- DATASET ENTRIES -
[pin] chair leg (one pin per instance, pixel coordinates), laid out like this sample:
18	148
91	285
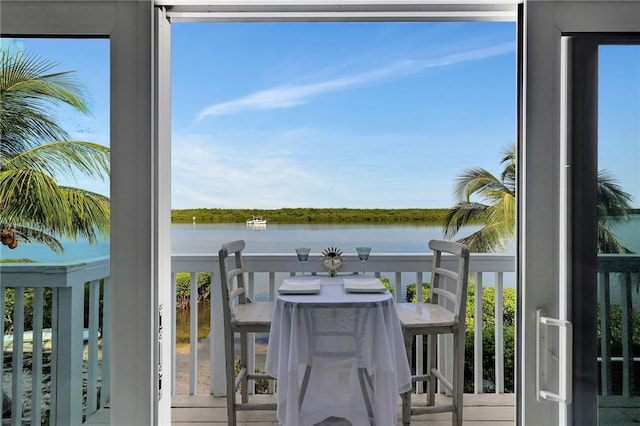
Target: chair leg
458	378
244	356
406	397
406	408
231	389
362	372
303	387
432	363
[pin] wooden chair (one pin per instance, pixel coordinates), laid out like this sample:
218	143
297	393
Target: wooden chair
443	313
241	316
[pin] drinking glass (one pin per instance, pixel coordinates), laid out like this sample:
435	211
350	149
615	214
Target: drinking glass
303	256
363	254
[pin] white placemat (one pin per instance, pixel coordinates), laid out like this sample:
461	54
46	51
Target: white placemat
363	285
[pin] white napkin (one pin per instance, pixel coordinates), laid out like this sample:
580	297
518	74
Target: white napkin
299	286
363	285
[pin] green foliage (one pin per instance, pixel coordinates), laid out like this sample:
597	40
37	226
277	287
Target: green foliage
314	216
411	292
617	337
488	336
488	332
183	288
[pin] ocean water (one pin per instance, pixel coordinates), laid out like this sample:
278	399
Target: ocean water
274	238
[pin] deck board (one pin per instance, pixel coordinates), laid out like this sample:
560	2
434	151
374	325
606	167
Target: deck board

- WHAT TO WORK ON -
Set the pictures aside and transcribe the data above exactly.

- ANSWER IN FULL -
[pin] chair leg (one pin per instance, pixel coordinates), laid out like this sample:
18	148
91	285
Target: chair leg
458	378
244	356
406	397
406	408
231	389
362	372
303	387
432	363
[pin] wooden chair (one pin per instance, pixel coordinates), laid out like this sample:
218	143
297	393
Target: wooden chair
443	313
241	316
[pin] drinking glass (one pin per instance, pixel coordinates), laid out like this sample:
435	211
350	149
615	214
Target: drinking glass
303	256
363	254
[pin] white placemat (one pin per instance, pixel coordinates), laid out like this sample:
461	54
46	51
Target: white placemat
363	285
[pin] white napkin (one pin per instance, pixel coordinates), laid out like this sample:
580	297
518	74
Target: white napkin
299	286
363	285
[pin] green foliage (one pin per instance, pixel coordinates), laid out like this sample:
597	40
37	226
277	287
Target: green foliage
314	216
411	292
617	337
488	336
488	332
183	288
[pin] ocean water (one pin per instance, pixel coordinates), laid out like this sample:
278	399
Target: ocean water
274	238
[pin] deck board (one pin per instance, pixel coordinates), laid out like this sample:
560	2
434	151
374	325
606	167
Target: deck board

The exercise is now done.